Esercizi proposti:
A – Trascrivi integralmente il testo sulla Messa di suffragio per Benedetto XVI, senza cambiare nulla.
B – Per favore, nelle righe fornite, sostituisci "tree line" con "forest edge" dalla riga che contiene "In this exercise you will locate the tree" fino alla riga che contiene "point(38, 50)", quest'ultima compresa, lasciando tutto il resto invariato. Restituisci soltanto queste righe.
*** Testo estratto
A S. Marco la Messa di suffragio per Benedetto XVI. Il Patriarca Francesco ne ricorda “la mitezza e la forza, la fede intelligente, esistenziale e teologale insieme”

Venezia, 3 gennaio 2023 

 

Questo pomeriggio, alle ore 15.30, il Patriarca Francesco Moraglia ha presieduto la Santa Messa presso la basilica di San Marco Evangelista a Venezia in suffragio del Papa emerito Benedetto XVI. Di seguito ecco il testo dell’omelia da lui pronunciata in tale occasione.

 

 

S. Messa in suffragio del Papa emerito Benedetto XVI

(Venezia / Basilica Cattedrale di S. Marco Evangelista, 3 gennaio 2023)

Omelia del Patriarca Francesco Moraglia

 

 

Carissimi,

oggi siamo riuniti come Chiesa che è in Venezia per pregare in suffragio del Papa emerito Benedetto XVI, figura luminosa nella sua mitezza, umiltà e forza.

Siamo nel contesto dell’Eucaristia che è, per eccellenza, l’atto di lode, ringraziamento e adorazione a Dio per l’opera che, in Gesù Cristo, attraverso lo Spirito Santo, ha compiuto e continua a compiere nella storia della Chiesa e del mondo. Ed oggi questo atto di culto diventa il gesto di gratitudine e riconoscenza per il prezioso e autorevole servizio reso da Joseph Ratzinger nella sua lunga vita di uomo, teologo, sacerdote, vescovo e papa.

Il Vangelo di oggi, ancora, come siamo, immersi nel tempo del Natale, ci presenta la figura di Giovanni Battista il quale vede Gesù e lo indica ai suoi: “Ecco l’agnello di Dio, colui che toglie il peccato del mondo!” (Gv 1,29). Poi, aggiunge: “E io ho visto e ho testimoniato che questi è il Figlio di Dio” (Gv 1,34).
******
*** Dati forniti
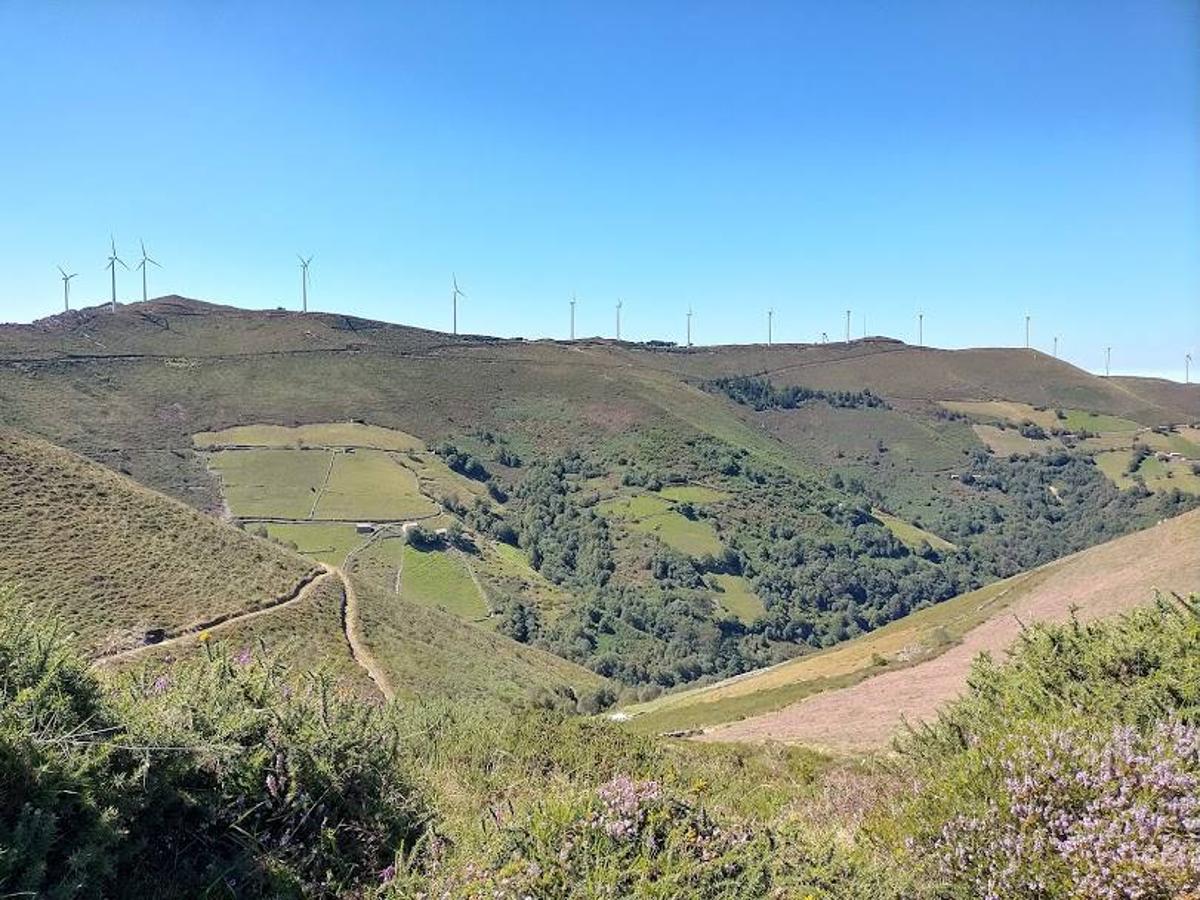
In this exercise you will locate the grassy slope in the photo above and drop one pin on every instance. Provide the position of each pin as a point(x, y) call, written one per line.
******
*** Dati forniti
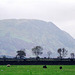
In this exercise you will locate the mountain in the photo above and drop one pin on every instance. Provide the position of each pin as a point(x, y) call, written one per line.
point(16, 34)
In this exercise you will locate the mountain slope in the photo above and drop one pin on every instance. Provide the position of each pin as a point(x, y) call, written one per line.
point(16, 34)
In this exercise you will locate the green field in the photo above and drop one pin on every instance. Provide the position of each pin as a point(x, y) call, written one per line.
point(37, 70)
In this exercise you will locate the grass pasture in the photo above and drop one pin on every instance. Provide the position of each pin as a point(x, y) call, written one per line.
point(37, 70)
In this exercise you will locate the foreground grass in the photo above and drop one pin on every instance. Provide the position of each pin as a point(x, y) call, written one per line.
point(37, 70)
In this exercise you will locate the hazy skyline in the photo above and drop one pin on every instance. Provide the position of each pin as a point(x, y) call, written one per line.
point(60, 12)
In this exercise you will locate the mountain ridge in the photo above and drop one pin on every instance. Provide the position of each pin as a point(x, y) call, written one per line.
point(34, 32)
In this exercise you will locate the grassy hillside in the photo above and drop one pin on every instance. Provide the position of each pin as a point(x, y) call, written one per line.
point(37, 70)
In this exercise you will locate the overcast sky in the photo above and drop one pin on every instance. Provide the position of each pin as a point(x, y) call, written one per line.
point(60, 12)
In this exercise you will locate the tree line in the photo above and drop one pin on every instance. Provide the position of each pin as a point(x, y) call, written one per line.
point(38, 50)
******
*** Dati forniti
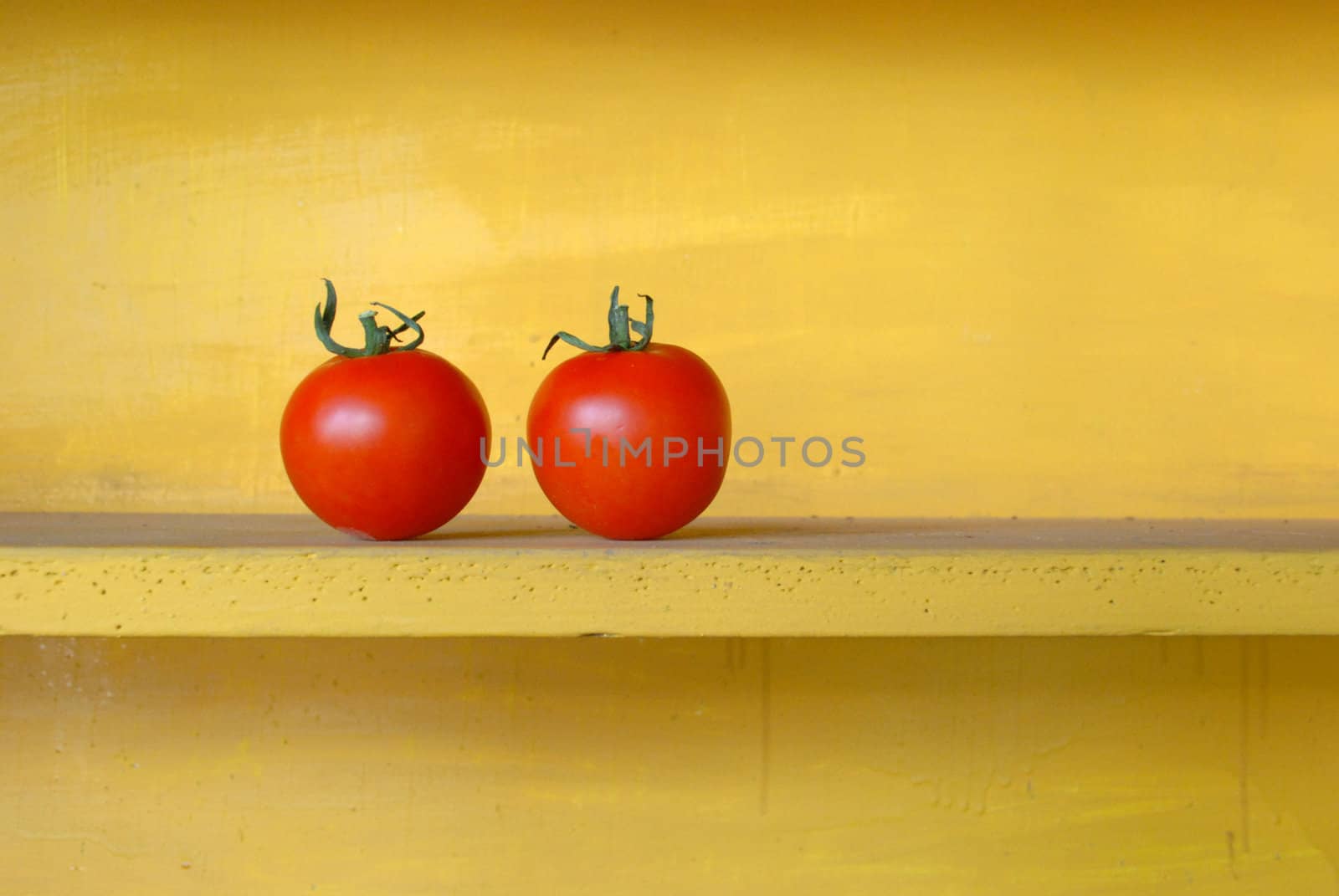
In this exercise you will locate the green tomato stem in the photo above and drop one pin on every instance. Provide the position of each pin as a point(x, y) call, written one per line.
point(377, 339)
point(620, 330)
******
Risposte attese:
A –
A S. Marco la Messa di suffragio per Benedetto XVI. Il Patriarca Francesco ne ricorda “la mitezza e la forza, la fede intelligente, esistenziale e teologale insieme”

Venezia, 3 gennaio 2023 

 

Questo pomeriggio, alle ore 15.30, il Patriarca Francesco Moraglia ha presieduto la Santa Messa presso la basilica di San Marco Evangelista a Venezia in suffragio del Papa emerito Benedetto XVI. Di seguito ecco il testo dell’omelia da lui pronunciata in tale occasione.

 

 

S. Messa in suffragio del Papa emerito Benedetto XVI

(Venezia / Basilica Cattedrale di S. Marco Evangelista, 3 gennaio 2023)

Omelia del Patriarca Francesco Moraglia

 

 

Carissimi,

oggi siamo riuniti come Chiesa che è in Venezia per pregare in suffragio del Papa emerito Benedetto XVI, figura luminosa nella sua mitezza, umiltà e forza.

Siamo nel contesto dell’Eucaristia che è, per eccellenza, l’atto di lode, ringraziamento e adorazione a Dio per l’opera che, in Gesù Cristo, attraverso lo Spirito Santo, ha compiuto e continua a compiere nella storia della Chiesa e del mondo. Ed oggi questo atto di culto diventa il gesto di gratitudine e riconoscenza per il prezioso e autorevole servizio reso da Joseph Ratzinger nella sua lunga vita di uomo, teologo, sacerdote, vescovo e papa.

Il Vangelo di oggi, ancora, come siamo, immersi nel tempo del Natale, ci presenta la figura di Giovanni Battista il quale vede Gesù e lo indica ai suoi: “Ecco l’agnello di Dio, colui che toglie il peccato del mondo!” (Gv 1,29). Poi, aggiunge: “E io ho visto e ho testimoniato che questi è il Figlio di Dio” (Gv 1,34).

B –
In this exercise you will locate the forest edge in the photo above and drop one pin on every instance. Provide the position of each pin as a point(x, y) call, written one per line.
point(38, 50)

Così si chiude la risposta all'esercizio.